=== Stored records ===

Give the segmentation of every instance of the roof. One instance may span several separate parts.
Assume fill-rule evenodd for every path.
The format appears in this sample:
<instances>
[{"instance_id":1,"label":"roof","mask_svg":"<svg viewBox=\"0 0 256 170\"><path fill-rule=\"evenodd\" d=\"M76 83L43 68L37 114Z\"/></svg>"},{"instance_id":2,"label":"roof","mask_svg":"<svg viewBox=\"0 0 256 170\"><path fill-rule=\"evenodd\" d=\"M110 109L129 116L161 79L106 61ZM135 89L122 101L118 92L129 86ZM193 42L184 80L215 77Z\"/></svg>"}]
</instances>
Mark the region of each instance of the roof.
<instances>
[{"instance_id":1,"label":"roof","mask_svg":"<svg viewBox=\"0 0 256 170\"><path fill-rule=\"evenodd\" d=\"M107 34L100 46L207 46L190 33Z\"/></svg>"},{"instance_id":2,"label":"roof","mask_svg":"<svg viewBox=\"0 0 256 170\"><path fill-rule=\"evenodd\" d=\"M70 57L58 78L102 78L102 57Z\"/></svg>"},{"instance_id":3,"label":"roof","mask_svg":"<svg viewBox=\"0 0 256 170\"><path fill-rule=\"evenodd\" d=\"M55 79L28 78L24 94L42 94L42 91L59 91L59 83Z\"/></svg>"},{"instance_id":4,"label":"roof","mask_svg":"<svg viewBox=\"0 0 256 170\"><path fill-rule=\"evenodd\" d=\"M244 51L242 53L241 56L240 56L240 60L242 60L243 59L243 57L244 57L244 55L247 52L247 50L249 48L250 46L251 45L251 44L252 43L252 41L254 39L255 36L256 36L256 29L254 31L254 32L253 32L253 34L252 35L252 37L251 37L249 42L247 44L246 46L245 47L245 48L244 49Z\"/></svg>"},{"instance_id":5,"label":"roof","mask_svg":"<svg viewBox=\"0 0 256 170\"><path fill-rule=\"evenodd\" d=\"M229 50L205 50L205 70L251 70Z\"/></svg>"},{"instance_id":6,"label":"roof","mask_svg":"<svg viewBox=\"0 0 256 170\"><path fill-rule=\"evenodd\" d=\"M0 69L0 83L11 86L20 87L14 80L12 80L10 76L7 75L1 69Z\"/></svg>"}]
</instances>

===
=== Stored records ===

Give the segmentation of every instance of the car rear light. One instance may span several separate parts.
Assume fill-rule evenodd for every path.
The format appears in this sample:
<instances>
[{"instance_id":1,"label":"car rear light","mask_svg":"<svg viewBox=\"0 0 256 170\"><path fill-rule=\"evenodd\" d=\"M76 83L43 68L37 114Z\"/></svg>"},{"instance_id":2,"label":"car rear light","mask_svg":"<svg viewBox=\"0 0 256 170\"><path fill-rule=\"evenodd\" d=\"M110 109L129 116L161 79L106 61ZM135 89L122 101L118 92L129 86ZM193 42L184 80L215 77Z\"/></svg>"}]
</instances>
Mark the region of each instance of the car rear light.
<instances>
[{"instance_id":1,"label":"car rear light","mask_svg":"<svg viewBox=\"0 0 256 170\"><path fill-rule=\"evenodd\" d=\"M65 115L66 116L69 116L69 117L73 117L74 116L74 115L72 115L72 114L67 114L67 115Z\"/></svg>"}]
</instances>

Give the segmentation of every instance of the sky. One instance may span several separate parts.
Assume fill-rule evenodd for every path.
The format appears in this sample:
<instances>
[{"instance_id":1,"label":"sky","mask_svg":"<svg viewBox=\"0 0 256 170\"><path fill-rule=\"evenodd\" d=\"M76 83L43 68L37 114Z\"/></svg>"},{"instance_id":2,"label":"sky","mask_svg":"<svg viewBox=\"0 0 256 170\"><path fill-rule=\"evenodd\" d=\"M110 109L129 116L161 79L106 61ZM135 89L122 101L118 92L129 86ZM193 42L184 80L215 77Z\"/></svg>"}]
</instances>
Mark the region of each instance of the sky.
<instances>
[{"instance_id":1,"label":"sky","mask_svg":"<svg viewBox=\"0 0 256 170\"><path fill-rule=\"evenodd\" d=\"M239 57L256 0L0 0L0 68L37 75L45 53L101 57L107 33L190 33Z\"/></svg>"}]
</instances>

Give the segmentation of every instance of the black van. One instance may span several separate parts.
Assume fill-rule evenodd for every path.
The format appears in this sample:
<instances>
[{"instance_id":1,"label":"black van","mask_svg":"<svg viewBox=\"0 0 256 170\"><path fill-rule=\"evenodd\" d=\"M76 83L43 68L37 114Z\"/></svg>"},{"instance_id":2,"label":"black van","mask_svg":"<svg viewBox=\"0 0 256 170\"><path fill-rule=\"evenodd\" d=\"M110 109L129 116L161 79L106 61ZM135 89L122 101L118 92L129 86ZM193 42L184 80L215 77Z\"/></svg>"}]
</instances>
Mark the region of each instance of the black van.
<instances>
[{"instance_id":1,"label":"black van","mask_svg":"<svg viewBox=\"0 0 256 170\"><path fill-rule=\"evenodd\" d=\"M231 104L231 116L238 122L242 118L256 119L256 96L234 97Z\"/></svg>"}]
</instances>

===
=== Stored records ===

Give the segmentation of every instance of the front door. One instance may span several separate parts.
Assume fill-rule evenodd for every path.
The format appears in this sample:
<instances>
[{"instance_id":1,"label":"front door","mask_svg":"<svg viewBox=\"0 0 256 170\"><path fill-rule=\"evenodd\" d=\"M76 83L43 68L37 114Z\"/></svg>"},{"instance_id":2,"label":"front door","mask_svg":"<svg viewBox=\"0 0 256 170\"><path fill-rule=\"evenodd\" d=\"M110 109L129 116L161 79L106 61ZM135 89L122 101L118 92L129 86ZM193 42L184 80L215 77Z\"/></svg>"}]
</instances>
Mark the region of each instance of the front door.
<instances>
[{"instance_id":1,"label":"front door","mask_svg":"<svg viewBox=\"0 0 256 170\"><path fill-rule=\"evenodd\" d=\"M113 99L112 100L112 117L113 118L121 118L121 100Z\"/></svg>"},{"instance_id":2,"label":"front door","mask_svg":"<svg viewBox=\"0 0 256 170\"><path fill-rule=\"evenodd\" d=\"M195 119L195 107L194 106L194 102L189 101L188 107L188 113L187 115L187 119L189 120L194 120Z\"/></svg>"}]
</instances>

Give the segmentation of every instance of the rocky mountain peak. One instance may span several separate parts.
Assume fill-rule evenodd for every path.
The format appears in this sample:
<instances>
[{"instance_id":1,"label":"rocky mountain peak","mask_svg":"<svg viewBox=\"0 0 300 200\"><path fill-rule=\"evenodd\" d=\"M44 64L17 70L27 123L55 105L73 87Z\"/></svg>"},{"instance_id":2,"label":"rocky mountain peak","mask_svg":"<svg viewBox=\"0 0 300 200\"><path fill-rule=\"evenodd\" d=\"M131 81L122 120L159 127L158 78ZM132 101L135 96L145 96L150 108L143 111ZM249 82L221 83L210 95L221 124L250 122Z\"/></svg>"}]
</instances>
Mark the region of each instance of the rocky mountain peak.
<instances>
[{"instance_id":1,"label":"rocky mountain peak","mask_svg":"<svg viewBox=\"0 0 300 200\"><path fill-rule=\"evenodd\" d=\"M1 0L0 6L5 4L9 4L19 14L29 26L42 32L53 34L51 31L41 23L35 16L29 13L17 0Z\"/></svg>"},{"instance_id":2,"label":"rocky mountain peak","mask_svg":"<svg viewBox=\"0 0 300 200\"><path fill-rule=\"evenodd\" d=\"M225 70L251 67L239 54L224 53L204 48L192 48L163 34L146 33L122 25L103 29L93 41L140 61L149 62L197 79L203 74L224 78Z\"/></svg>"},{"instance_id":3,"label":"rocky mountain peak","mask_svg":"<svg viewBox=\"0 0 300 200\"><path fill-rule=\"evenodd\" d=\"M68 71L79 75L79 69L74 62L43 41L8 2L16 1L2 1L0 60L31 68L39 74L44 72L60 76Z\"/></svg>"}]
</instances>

===

> Problem to work on: Pull out each line from the records above that includes the word "region". Matching is case-sensitive.

> Completed exercise:
Mark the region of each instance of the roof.
Mark the region of each instance of the car rear light.
Mark the region of each instance of the sky.
Mark the region of each instance of the black van.
Mark the region of each instance of the front door.
Mark the region of each instance of the rocky mountain peak.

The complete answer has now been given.